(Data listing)

○ ○ ○

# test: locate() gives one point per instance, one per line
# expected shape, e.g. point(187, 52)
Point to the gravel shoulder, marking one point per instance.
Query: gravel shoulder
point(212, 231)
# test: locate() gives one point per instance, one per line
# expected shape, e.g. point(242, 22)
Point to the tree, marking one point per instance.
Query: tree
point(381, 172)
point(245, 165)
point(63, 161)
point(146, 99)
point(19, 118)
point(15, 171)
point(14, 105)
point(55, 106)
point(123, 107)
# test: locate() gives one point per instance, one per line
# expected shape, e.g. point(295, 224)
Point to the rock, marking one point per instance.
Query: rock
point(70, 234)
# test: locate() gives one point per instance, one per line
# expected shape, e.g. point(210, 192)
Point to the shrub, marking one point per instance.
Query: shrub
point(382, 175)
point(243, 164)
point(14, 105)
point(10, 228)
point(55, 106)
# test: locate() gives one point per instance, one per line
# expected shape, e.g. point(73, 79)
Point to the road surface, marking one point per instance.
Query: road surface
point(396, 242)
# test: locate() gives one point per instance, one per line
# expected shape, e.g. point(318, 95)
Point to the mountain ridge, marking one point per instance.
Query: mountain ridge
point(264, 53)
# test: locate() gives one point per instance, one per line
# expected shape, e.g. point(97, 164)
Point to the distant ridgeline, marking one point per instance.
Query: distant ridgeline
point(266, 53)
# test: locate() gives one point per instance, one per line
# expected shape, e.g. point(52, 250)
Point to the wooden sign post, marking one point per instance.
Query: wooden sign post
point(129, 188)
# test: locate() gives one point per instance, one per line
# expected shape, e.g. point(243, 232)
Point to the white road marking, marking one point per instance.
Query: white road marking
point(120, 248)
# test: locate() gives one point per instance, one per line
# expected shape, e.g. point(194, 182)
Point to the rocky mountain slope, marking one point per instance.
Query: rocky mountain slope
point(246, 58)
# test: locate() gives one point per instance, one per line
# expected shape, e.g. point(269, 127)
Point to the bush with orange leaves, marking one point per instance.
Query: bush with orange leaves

○ ○ ○

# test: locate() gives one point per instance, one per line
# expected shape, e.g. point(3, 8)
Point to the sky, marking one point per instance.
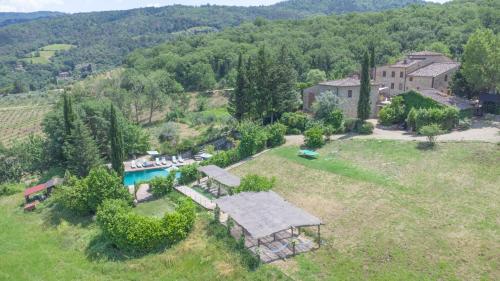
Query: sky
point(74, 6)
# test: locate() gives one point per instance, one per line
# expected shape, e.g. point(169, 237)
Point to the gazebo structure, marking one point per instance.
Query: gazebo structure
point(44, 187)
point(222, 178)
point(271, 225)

○ ○ ○

Given exercise => Extract each line in the entries above that contains the word "with".

Complete response =>
Point to the bush with orange leaves, marking one point per instance.
Query: bush with orange leaves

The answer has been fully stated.